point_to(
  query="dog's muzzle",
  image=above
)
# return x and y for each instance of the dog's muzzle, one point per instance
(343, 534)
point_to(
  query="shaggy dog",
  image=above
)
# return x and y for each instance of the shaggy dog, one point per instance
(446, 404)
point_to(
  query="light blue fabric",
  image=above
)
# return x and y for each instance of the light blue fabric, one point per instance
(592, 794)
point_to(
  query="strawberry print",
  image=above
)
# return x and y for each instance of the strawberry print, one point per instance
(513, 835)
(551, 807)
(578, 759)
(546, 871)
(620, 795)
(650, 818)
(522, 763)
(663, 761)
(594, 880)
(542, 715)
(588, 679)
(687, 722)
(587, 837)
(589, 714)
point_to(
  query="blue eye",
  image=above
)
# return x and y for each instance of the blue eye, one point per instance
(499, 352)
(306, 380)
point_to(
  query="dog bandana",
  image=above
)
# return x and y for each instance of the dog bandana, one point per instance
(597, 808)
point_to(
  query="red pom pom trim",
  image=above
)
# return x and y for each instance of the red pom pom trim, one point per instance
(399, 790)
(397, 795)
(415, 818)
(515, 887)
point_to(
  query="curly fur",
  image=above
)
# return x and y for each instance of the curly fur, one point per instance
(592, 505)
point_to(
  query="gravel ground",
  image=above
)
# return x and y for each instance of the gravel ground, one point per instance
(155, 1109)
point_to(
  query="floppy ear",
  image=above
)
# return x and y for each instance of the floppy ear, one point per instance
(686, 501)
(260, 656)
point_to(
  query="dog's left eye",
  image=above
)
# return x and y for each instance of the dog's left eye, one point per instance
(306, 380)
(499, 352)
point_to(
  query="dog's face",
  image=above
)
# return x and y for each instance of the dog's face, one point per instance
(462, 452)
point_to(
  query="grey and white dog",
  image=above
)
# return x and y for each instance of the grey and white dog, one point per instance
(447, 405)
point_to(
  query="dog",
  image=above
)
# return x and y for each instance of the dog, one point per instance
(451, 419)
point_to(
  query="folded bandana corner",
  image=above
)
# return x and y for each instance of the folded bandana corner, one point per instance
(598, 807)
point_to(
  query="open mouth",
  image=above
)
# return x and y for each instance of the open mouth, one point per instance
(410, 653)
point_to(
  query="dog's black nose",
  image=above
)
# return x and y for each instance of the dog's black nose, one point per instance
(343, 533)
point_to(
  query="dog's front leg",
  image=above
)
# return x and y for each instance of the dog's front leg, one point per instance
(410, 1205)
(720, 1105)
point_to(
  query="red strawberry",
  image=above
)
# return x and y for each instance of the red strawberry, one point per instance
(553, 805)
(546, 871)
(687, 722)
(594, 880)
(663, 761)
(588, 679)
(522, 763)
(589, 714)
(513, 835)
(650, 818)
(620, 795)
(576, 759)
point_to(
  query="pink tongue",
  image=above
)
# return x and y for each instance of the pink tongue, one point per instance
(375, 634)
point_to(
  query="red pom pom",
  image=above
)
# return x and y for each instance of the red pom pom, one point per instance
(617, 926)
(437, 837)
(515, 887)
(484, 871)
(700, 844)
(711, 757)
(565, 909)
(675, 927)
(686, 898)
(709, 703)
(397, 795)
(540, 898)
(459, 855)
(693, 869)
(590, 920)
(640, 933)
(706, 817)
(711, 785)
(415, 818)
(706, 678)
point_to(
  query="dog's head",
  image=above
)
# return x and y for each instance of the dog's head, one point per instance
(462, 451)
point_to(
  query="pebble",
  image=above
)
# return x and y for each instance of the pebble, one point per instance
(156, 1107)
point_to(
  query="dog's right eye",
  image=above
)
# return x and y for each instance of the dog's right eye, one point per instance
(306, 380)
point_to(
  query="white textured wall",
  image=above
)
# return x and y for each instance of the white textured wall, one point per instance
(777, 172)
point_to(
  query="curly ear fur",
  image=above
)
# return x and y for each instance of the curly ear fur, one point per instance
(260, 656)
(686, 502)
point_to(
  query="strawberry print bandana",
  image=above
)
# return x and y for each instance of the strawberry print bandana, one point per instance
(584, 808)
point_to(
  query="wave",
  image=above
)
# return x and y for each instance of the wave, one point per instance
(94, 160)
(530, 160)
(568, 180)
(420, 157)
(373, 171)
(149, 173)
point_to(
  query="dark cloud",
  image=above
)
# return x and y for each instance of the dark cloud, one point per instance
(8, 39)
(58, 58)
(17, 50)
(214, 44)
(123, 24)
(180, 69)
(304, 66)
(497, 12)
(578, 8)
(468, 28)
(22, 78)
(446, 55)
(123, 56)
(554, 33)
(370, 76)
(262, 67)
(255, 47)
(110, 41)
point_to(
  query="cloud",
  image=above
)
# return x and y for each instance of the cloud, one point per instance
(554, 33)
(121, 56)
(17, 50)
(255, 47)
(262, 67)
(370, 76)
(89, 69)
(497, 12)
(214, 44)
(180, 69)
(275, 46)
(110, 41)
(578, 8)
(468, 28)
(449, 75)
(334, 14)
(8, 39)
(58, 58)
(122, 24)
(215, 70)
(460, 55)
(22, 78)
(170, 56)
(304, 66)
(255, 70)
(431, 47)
════════════════════
DIRECTION
Locate every line in the material above that contains the string "shaggy" and copy each of those lines.

EXERCISE ANSWER
  query="shaggy dog",
# return x and y for each instance of the shaggy dog, one point per instance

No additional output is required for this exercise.